— Your objective —
Print the part of the newsgroup post on Dhrystone starting at "Dhrystone was intended" and ending at "Mix is WRONG?", with every word and mark unchanged.

======== Excerpt to read ========

Path: utzoo!censor!geac!torsqnt!news-server.csri.toronto.edu!cs.utexas.edu!swrinde!ucsd!nosc!marlin!aburto
From: aburto@marlin.NOSC.MIL (Alfred A. Aburto)
Newsgroups: comp.benchmarks
Subject: Re: bc benchmark [really: One Number]
Message-ID: <1685@marlin.NOSC.MIL>
Date: 2 Jan 91 21:45:19 GMT
References: <44342@mips.mips.COM> <15379@ogicse.ogi.edu> <44353@mips.mips.COM>
Reply-To: aburto@marlin.nosc.mil.UUCP (Alfred A. Aburto)
Organization: Naval Ocean Systems Center, San Diego
Lines: 59
Distribution:comp.benchmarks

In article <44353@mips.mips.COM> mash@mips.COM (John Mashey) writes:

>(Note, for example, that published Dhrystone results easily mis-predict
>SPEC integer benchmarks pretty badly, i.e., it is quite easy for machine
>"a" to be 25% faster on Dhrystone than "b", and end up 25% SLOWER on more
>realistic integer benchmarks.)
>-- 
>-john mashey	DISCLAIMER: <generic disclaimer, I speak for me only, etc>

This is an interesting observation (result).

Dhrystone was intended to be REPRESENTATIVE of TYPICAL integer
programs. That is, hundreds (I believe) of programs were 
analyzed to come up with the (ahem) 'typical' high level
language instructions and their frequency of usage. In view of this 
I would, at first sight, suspect the Dhrystone to be more accurate
than SPEC as SPEC is based upon only a few integer programs. 
What happened? Why does Dhrystone fail? 
Is it due to:

 (a) Instruction Mix is WRONG?

 (b) Optimization Problems? 
     This is not a problem in my view --- we just need people to
     report results using various compiler options then we gain 
     a more proper perspective of the variation in performance.

======== Records provided ========

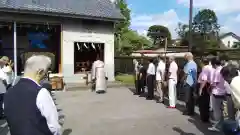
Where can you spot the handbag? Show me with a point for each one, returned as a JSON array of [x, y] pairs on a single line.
[[230, 127]]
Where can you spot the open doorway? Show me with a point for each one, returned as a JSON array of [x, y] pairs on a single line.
[[85, 53]]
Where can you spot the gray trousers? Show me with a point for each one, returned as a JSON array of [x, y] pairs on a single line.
[[217, 106], [230, 108]]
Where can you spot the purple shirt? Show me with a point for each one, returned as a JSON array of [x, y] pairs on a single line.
[[218, 82], [173, 69], [206, 74]]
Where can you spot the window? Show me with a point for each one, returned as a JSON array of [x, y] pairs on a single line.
[[85, 53], [228, 43], [35, 1]]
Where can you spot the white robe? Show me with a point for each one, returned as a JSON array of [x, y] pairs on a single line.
[[98, 73]]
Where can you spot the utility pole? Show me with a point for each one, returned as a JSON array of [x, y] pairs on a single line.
[[190, 25]]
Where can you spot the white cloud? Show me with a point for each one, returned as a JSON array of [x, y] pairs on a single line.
[[219, 6], [232, 25], [168, 19]]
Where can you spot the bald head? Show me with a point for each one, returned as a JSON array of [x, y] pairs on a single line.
[[171, 58], [36, 67], [189, 56]]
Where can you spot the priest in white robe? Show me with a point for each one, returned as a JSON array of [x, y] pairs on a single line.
[[99, 76]]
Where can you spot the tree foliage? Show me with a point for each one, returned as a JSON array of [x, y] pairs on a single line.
[[127, 40], [204, 32], [236, 45], [158, 33], [206, 22], [123, 26], [182, 30], [131, 40]]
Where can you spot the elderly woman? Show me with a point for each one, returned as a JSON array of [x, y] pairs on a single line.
[[3, 84], [230, 75], [29, 108], [99, 76], [204, 81], [7, 69]]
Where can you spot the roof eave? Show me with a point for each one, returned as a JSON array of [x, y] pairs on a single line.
[[62, 15]]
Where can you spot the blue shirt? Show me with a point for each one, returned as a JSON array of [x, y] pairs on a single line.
[[190, 70]]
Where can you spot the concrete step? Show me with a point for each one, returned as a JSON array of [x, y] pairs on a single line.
[[81, 86]]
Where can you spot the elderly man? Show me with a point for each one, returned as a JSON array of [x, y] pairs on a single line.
[[136, 74], [204, 81], [190, 81], [29, 108], [230, 75], [150, 79], [218, 94], [3, 84], [99, 76], [172, 82], [7, 69], [160, 73]]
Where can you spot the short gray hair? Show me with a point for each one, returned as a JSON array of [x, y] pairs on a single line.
[[189, 54], [171, 57], [36, 63]]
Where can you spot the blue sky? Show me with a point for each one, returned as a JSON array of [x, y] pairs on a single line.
[[169, 12]]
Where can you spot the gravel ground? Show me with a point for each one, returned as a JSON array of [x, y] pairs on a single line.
[[119, 112]]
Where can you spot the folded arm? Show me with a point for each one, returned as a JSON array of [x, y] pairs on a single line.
[[48, 109]]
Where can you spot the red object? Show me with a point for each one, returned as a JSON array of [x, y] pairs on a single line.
[[145, 51], [171, 107]]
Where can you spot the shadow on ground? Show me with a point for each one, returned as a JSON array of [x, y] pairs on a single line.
[[3, 127], [67, 132], [195, 120]]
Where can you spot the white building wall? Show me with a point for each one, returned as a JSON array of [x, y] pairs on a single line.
[[230, 39], [76, 32]]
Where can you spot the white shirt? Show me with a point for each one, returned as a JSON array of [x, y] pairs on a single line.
[[173, 69], [160, 70], [46, 106], [151, 69], [136, 66], [9, 74], [2, 78], [227, 87], [235, 87]]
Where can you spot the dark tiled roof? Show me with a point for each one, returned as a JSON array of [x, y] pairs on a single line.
[[85, 8], [230, 34]]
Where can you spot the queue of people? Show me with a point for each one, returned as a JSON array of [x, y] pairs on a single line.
[[208, 90]]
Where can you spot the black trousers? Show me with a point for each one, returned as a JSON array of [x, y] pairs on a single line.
[[150, 86], [189, 98], [1, 104], [141, 84], [203, 102], [136, 83]]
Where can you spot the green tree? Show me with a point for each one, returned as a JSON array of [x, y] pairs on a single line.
[[122, 26], [132, 41], [206, 22], [236, 45], [182, 30], [158, 33]]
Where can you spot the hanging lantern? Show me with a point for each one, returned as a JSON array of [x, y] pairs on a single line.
[[78, 46], [9, 27], [85, 45], [93, 46], [99, 47]]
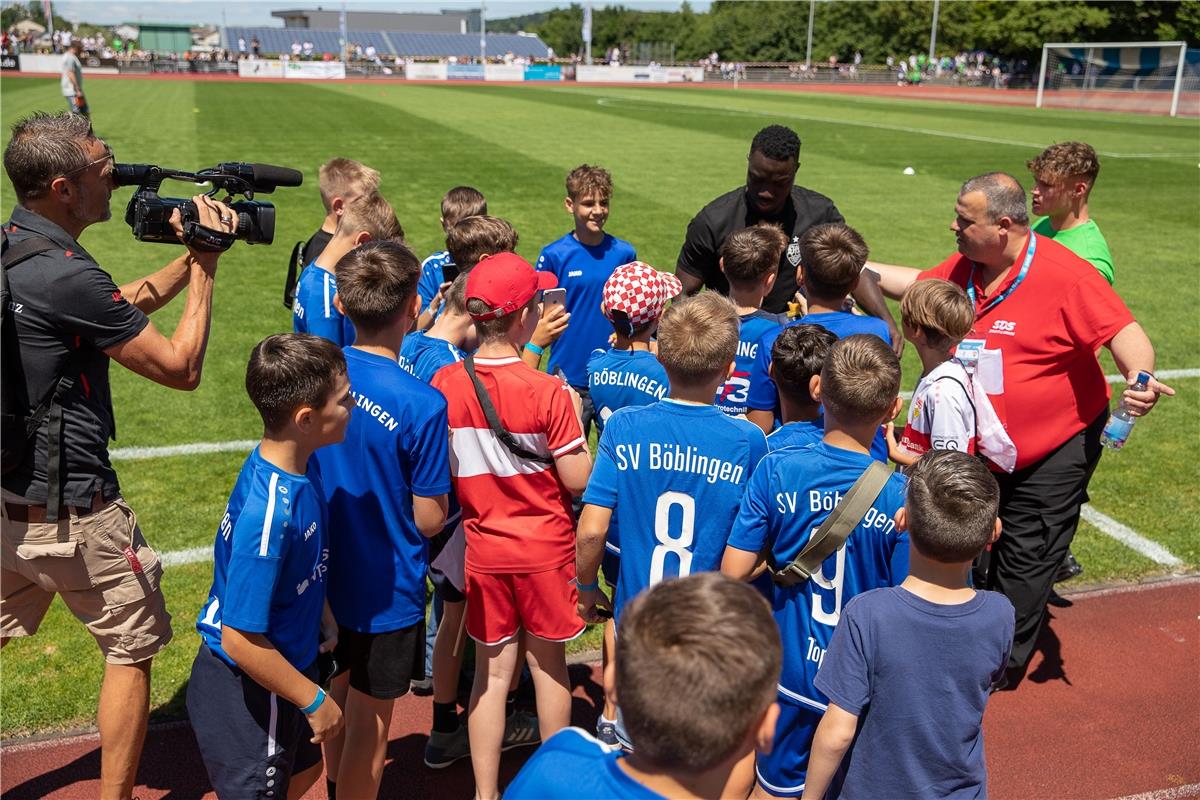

========

— Exercise response —
Dhrystone was intended to be REPRESENTATIVE of TYPICAL integer
programs. That is, hundreds (I believe) of programs were 
analyzed to come up with the (ahem) 'typical' high level
language instructions and their frequency of usage. In view of this 
I would, at first sight, suspect the Dhrystone to be more accurate
than SPEC as SPEC is based upon only a few integer programs. 
What happened? Why does Dhrystone fail? 
Is it due to:

 (a) Instruction Mix is WRONG?